----- DATA FOR THIS EXERCISE
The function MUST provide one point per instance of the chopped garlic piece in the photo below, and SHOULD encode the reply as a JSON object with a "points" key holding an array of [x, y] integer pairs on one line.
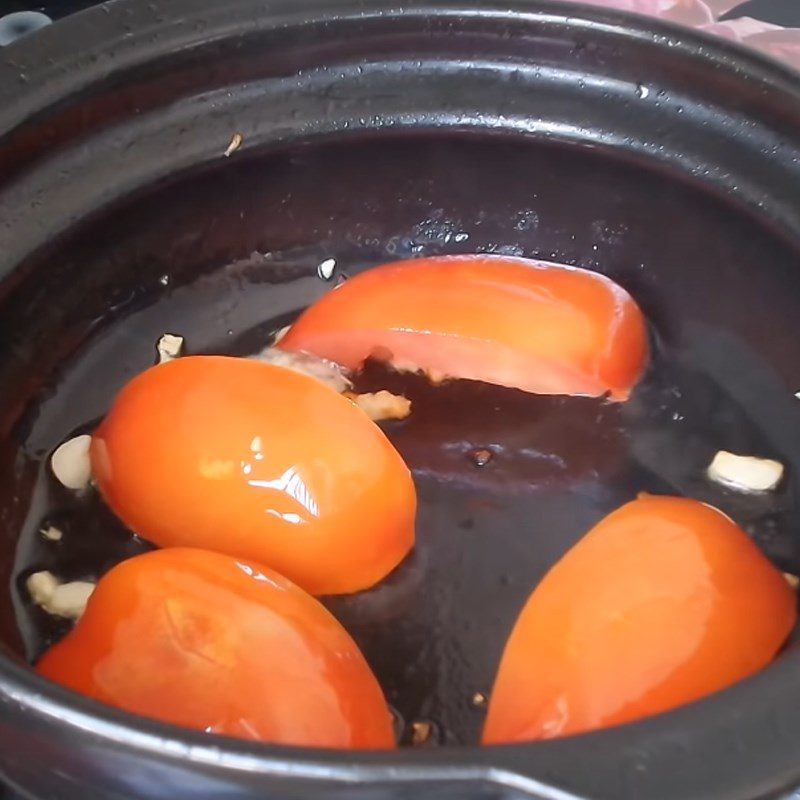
{"points": [[745, 473], [71, 464], [169, 347], [236, 142], [326, 269], [323, 370], [52, 533], [381, 405], [280, 334], [66, 600]]}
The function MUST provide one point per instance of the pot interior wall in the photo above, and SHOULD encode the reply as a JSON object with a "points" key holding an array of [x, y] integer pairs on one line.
{"points": [[226, 255]]}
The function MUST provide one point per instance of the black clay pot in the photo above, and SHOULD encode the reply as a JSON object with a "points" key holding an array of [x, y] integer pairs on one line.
{"points": [[371, 131]]}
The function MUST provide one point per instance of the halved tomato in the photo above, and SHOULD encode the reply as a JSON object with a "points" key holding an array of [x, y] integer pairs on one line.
{"points": [[260, 462], [223, 645], [664, 601], [544, 328]]}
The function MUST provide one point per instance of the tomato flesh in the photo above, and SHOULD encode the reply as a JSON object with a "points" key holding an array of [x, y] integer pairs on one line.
{"points": [[544, 328], [260, 462], [665, 601], [227, 646]]}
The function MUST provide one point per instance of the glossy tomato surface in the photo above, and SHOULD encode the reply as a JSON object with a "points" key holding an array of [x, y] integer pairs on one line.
{"points": [[223, 645], [260, 462], [664, 601], [544, 328]]}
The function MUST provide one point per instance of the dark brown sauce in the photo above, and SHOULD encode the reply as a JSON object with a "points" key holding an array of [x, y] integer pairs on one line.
{"points": [[433, 631]]}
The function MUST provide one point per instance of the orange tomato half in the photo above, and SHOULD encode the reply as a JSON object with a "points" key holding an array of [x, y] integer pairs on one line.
{"points": [[544, 328], [223, 645], [664, 601], [259, 462]]}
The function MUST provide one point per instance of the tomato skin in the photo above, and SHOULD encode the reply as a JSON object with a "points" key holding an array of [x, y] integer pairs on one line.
{"points": [[206, 641], [665, 601], [259, 462], [544, 328]]}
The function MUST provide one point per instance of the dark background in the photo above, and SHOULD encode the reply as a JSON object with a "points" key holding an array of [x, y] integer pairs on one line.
{"points": [[780, 12]]}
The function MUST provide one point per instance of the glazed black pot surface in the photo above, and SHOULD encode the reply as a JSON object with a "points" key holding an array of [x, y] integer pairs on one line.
{"points": [[372, 131]]}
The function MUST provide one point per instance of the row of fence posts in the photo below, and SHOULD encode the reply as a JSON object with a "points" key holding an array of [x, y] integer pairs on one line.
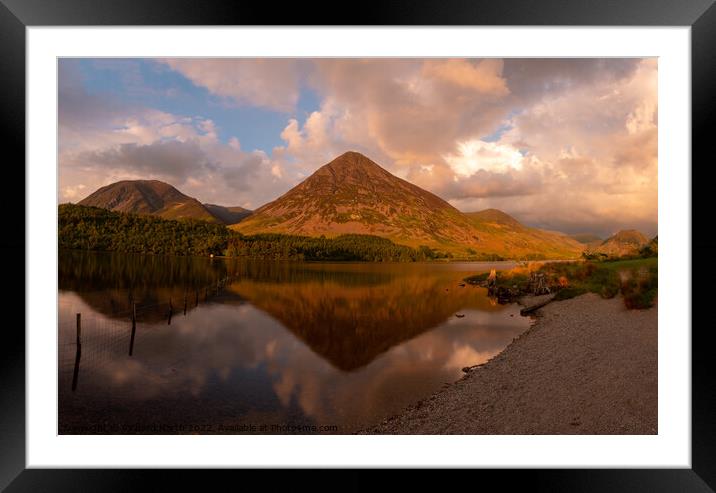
{"points": [[78, 354]]}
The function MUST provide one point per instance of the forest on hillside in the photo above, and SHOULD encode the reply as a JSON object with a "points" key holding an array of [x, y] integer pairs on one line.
{"points": [[92, 228]]}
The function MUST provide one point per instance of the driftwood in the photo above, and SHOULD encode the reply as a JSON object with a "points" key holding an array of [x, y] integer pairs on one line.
{"points": [[530, 309]]}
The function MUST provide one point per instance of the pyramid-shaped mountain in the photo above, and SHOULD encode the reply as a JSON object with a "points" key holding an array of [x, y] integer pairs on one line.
{"points": [[352, 194]]}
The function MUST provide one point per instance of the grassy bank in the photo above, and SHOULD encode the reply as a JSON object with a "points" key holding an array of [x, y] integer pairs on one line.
{"points": [[635, 279]]}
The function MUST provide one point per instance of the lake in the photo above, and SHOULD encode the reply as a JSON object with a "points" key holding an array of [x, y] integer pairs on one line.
{"points": [[239, 346]]}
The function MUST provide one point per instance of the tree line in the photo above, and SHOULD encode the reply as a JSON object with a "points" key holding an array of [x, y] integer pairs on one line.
{"points": [[93, 228]]}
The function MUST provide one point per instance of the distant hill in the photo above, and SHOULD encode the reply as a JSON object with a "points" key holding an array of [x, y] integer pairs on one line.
{"points": [[625, 242], [517, 237], [148, 197], [353, 194], [587, 238], [160, 199], [228, 215]]}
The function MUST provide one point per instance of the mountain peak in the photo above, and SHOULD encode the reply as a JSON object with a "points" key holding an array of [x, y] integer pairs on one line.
{"points": [[148, 197], [351, 162]]}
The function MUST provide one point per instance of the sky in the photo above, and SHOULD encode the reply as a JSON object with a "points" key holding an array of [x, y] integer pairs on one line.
{"points": [[561, 144]]}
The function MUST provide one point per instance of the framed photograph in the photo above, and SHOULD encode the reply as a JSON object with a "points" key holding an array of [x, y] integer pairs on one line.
{"points": [[428, 239]]}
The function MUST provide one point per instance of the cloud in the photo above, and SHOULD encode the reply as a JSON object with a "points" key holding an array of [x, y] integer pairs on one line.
{"points": [[484, 76], [268, 83], [564, 143], [476, 155]]}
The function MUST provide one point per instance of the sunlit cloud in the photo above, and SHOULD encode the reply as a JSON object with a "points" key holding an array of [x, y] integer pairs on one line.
{"points": [[561, 143]]}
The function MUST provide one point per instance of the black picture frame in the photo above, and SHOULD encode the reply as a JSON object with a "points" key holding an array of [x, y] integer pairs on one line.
{"points": [[700, 15]]}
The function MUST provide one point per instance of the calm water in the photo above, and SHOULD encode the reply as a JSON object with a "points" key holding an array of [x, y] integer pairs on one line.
{"points": [[281, 348]]}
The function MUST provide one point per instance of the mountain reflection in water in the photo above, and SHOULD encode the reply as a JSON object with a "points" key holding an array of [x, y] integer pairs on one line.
{"points": [[281, 347]]}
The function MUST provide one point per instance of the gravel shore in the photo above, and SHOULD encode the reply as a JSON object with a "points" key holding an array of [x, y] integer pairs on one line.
{"points": [[588, 366]]}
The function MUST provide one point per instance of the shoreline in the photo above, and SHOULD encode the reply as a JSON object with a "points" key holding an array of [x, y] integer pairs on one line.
{"points": [[586, 366]]}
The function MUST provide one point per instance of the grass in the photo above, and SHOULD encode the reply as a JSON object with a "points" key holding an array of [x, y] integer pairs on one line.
{"points": [[635, 279]]}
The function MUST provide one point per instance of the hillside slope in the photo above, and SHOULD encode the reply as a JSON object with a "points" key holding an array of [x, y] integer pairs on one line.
{"points": [[148, 197], [353, 194]]}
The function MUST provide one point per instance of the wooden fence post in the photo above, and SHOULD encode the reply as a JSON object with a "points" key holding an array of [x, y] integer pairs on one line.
{"points": [[134, 327]]}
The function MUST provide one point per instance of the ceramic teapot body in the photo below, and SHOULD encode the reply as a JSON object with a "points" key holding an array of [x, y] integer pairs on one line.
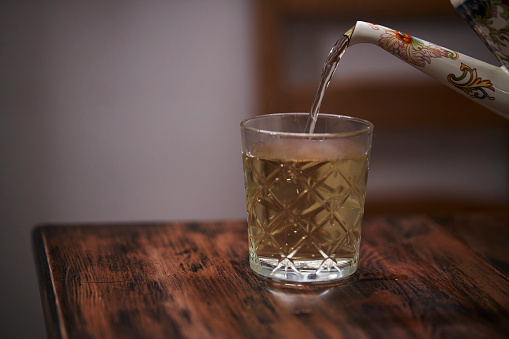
{"points": [[484, 83]]}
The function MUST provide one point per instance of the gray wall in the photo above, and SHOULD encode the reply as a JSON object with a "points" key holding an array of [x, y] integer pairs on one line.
{"points": [[115, 110]]}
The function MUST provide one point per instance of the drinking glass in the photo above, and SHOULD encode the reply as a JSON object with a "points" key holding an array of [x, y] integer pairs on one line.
{"points": [[305, 195]]}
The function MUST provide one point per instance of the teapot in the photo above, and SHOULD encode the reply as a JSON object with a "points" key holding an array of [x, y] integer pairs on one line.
{"points": [[482, 82]]}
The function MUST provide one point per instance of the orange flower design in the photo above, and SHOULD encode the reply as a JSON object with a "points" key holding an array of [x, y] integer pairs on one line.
{"points": [[410, 49]]}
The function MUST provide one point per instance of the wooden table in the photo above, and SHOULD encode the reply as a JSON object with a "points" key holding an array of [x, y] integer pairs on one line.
{"points": [[419, 277]]}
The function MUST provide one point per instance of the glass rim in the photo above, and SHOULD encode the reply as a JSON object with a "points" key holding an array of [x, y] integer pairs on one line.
{"points": [[368, 126]]}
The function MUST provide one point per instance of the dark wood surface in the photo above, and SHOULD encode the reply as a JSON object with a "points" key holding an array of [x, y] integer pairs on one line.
{"points": [[419, 277]]}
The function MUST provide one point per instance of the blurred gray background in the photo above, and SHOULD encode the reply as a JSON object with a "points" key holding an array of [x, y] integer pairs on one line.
{"points": [[129, 110], [115, 110]]}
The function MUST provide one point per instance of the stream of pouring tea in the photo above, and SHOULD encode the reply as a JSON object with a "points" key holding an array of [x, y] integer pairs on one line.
{"points": [[328, 69]]}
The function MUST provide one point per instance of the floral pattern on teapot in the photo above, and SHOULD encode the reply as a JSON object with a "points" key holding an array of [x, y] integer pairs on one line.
{"points": [[490, 20], [474, 86], [410, 49]]}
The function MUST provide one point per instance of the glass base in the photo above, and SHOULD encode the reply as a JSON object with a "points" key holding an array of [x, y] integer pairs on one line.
{"points": [[304, 272]]}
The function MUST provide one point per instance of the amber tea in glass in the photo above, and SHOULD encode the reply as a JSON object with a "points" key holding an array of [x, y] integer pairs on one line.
{"points": [[305, 195]]}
----------
**TASK STATEMENT**
Find the line that contains "The function MUST provide one point per instance of the stream". Repeat it and every line after it, exactly as written, up to and including the last line of the records above.

**ANSWER TO THIS TASK**
The function MUST provide one point per instance of the stream of pouring tea in the photo above, and SHOULD encode the reply as a JSON object with a "points" key holding an array of [x, y] integer pairs on one line.
{"points": [[328, 69]]}
The function MUST provide one point per instance of the floral pattern on teapot in the photo above, and SHOULD encode the reply as a JSON object with a "points" key holding an array of [x, y] integer pairs on one line.
{"points": [[490, 20], [474, 86], [410, 49]]}
The function MUST provide one point per instance of the glass base in the photo above, and SHOULD encode the reply as a JSON object with a "points" key holding an array of [x, y] integer pairs on one line.
{"points": [[304, 272]]}
The function MUST provide one point per instance of the amber tea in glass in the photo above, and SHOULD encode the reply as a JSON object with a "points" key holding an array of [x, y] integer pairs on one line.
{"points": [[305, 195]]}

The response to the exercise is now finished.